REQUIRED TASK:
Rewrite the records below as a two-column CSV with the header note,points. Start at the line that contains "of the unripe" and end at the last record. Give one row per record, with its text in note and its answer in points, each field quoted and with line breaks replaced by spaces.

━━━━━━━━━━━━━━━━━━━━━━━━━━━━━━

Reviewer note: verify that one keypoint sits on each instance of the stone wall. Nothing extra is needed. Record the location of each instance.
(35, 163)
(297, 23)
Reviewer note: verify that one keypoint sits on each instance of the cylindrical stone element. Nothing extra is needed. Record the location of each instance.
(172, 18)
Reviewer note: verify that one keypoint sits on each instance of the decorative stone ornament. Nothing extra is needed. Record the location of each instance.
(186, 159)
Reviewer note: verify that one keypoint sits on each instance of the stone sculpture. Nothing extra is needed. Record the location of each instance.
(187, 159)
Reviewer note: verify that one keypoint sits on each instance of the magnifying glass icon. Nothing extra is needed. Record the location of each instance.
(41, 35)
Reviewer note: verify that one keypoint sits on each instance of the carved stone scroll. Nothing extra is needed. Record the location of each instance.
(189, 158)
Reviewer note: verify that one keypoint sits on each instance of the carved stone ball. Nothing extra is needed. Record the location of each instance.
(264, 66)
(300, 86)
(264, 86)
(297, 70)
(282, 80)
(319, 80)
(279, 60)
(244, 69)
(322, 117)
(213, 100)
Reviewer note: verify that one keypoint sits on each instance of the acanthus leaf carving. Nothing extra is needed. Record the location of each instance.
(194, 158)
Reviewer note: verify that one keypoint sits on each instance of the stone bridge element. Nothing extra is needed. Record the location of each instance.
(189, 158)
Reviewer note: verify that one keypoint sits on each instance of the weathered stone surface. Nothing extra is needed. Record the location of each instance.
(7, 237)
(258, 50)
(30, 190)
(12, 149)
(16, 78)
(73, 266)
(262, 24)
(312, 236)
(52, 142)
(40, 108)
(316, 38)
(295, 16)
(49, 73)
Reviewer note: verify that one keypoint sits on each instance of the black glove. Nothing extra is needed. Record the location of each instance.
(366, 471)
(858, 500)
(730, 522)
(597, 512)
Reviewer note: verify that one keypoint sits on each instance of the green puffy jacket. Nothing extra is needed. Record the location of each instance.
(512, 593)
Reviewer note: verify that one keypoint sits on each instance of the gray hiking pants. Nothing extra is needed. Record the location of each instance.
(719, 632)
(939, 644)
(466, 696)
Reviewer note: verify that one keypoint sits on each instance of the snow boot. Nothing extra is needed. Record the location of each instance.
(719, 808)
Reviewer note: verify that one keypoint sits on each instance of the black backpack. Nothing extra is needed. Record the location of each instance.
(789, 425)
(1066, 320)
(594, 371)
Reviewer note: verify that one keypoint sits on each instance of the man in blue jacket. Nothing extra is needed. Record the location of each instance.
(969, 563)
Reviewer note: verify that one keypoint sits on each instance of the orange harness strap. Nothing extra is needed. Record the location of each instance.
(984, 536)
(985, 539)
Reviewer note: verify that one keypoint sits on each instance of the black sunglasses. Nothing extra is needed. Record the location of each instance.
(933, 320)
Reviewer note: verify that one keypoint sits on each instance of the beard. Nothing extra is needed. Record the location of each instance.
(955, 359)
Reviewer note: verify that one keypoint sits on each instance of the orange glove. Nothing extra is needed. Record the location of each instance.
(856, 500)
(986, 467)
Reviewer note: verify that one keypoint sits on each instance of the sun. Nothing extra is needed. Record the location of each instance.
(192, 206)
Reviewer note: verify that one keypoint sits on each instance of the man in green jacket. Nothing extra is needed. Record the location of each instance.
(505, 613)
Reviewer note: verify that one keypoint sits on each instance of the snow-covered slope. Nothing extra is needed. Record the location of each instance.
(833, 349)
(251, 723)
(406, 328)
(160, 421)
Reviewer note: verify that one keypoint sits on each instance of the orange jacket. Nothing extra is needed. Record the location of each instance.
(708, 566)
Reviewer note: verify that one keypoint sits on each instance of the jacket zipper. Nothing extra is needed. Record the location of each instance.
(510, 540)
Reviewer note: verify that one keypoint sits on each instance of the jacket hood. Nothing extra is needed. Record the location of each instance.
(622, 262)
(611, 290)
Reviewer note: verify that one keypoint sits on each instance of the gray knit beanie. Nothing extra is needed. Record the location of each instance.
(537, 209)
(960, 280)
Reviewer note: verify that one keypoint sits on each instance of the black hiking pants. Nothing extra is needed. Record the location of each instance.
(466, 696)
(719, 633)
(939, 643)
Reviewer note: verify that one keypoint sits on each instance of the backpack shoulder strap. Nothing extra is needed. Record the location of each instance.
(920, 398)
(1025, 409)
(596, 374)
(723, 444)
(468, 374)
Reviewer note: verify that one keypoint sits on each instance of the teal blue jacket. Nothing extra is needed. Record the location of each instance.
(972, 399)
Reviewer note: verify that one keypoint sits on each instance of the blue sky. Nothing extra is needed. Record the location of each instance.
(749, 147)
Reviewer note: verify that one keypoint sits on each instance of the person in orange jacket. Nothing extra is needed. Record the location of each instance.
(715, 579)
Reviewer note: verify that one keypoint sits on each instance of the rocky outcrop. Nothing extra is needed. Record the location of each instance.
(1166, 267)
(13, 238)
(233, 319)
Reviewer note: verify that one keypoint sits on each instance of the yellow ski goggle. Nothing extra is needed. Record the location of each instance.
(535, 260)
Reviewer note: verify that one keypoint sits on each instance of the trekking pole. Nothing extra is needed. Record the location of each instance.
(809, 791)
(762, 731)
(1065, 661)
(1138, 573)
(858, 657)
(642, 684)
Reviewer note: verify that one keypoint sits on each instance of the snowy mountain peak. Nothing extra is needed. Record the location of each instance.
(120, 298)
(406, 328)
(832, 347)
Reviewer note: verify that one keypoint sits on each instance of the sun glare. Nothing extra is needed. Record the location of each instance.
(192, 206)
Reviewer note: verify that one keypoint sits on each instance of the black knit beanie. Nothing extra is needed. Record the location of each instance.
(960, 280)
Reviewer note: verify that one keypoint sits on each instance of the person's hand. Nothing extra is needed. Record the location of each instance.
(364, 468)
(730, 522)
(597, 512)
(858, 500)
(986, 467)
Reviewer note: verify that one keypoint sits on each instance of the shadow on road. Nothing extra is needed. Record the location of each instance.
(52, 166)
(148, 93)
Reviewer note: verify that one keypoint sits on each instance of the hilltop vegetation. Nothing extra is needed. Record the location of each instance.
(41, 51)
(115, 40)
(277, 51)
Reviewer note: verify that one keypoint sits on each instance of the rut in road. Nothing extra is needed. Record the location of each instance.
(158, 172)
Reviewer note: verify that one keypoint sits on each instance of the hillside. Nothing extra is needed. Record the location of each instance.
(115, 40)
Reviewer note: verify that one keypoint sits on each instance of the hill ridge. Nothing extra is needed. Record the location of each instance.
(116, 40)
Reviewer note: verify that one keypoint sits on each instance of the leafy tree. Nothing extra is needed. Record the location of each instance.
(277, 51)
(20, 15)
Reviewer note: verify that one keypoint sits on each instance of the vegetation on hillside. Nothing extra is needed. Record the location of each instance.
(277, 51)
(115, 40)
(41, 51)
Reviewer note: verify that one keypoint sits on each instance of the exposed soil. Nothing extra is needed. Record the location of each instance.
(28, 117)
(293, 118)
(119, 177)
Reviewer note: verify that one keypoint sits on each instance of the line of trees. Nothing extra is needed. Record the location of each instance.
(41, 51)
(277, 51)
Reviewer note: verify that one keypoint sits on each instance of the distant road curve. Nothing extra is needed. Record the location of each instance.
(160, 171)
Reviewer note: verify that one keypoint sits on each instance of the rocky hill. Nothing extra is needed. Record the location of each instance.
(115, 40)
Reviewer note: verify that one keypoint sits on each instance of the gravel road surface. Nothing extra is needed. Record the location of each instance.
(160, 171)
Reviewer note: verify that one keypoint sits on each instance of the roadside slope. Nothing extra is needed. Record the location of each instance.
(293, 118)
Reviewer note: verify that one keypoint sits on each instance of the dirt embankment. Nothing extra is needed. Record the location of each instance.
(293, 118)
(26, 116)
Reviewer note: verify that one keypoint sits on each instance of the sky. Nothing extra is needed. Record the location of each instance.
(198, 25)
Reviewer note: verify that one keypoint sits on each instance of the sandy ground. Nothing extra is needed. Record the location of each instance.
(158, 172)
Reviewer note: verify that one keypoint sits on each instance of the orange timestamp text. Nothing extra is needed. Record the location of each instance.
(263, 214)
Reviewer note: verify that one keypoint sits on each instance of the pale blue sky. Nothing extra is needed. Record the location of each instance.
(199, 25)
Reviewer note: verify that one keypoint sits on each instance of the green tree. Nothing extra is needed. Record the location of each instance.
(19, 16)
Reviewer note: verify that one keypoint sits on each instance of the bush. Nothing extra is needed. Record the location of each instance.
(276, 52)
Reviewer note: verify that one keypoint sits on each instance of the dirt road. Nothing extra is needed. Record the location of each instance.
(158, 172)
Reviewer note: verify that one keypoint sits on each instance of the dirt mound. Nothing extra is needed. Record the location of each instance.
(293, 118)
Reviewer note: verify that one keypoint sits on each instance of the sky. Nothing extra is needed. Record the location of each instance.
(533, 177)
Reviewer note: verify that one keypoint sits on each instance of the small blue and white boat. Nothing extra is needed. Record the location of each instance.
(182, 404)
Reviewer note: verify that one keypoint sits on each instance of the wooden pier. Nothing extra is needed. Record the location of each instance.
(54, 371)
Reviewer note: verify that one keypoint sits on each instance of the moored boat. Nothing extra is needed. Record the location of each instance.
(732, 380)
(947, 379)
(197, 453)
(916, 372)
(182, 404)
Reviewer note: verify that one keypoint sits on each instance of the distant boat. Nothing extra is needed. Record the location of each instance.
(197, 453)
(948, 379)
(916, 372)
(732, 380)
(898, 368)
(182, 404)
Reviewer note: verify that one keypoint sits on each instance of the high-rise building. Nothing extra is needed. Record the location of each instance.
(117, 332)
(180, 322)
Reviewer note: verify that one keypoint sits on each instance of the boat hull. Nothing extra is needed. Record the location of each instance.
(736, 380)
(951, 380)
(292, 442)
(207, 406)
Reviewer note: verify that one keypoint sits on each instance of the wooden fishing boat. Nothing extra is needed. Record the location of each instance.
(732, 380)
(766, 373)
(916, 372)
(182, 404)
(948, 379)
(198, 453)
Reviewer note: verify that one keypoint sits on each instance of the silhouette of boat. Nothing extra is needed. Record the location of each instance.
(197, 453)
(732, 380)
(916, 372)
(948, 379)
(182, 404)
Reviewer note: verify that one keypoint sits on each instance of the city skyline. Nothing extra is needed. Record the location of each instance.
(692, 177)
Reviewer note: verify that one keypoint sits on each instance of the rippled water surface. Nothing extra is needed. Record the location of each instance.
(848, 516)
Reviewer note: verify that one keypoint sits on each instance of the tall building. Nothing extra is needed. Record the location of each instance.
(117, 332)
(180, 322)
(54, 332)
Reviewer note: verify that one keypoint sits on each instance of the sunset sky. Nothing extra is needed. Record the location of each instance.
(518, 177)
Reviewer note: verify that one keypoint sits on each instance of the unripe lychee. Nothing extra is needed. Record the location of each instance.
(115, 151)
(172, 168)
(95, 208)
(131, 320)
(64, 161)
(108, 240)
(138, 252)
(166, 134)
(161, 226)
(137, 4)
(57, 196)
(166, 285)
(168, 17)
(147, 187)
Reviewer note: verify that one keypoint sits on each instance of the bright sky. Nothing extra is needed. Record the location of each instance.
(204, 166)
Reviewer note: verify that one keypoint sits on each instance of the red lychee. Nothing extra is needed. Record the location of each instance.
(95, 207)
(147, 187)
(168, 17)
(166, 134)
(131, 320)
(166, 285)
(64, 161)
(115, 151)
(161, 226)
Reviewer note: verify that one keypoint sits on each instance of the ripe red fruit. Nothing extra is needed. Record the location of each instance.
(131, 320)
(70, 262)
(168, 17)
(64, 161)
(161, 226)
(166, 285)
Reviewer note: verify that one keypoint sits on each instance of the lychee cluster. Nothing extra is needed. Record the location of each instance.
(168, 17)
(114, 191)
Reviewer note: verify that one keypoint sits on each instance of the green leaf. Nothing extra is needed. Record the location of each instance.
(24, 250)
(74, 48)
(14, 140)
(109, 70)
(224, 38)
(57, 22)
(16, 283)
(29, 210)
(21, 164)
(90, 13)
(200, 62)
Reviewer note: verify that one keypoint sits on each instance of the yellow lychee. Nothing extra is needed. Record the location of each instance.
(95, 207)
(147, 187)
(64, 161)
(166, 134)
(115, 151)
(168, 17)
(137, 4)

━━━━━━━━━━━━━━━━━━━━━━━━━━━━━━

FULL SOLUTION:
note,points
"Reviewer note: verify that one keypoint sits on each instance of the unripe lychee. Nothing extra is needed. Record the location of each instance.","(115, 151) (172, 168) (95, 208) (131, 320) (64, 161) (108, 240) (138, 252) (166, 134) (161, 226) (137, 4) (57, 196) (166, 285) (168, 17) (147, 187)"
"Reviewer note: verify that one keypoint sits on each instance of the bright sky. Nothing extra is needed. Record the location of each instance.","(204, 166)"
"Reviewer note: verify that one keypoint sits on each instance of the red lychee. Nothing extra is needed. Record the location of each instance.","(95, 207) (147, 187) (168, 17) (166, 134) (131, 320) (166, 285) (64, 161) (115, 151) (161, 226)"
"Reviewer note: verify that one keypoint sits on each instance of the ripe red fruit. Nothing extra is needed. Record the location of each instance.","(131, 320) (70, 262) (168, 17) (64, 161) (161, 226) (166, 285)"
"Reviewer note: verify that one keypoint sits on each instance of the lychee cluster. Nothing extra is needed. Record the location of each instance.","(168, 17) (114, 191)"
"Reviewer note: verify that one keypoint sits on each instance of the green leaf. Nothing extra is needed. Record the location of each instance.","(24, 250) (74, 48) (14, 140) (109, 70) (224, 38) (57, 22) (16, 283) (29, 210) (21, 164) (90, 13) (200, 62)"
"Reviewer note: verify that one keypoint sits on each instance of the yellow lychee. Nothing extra is needed. Record the location of each instance.","(95, 207) (147, 187) (64, 161) (166, 134) (115, 151) (168, 17) (137, 4)"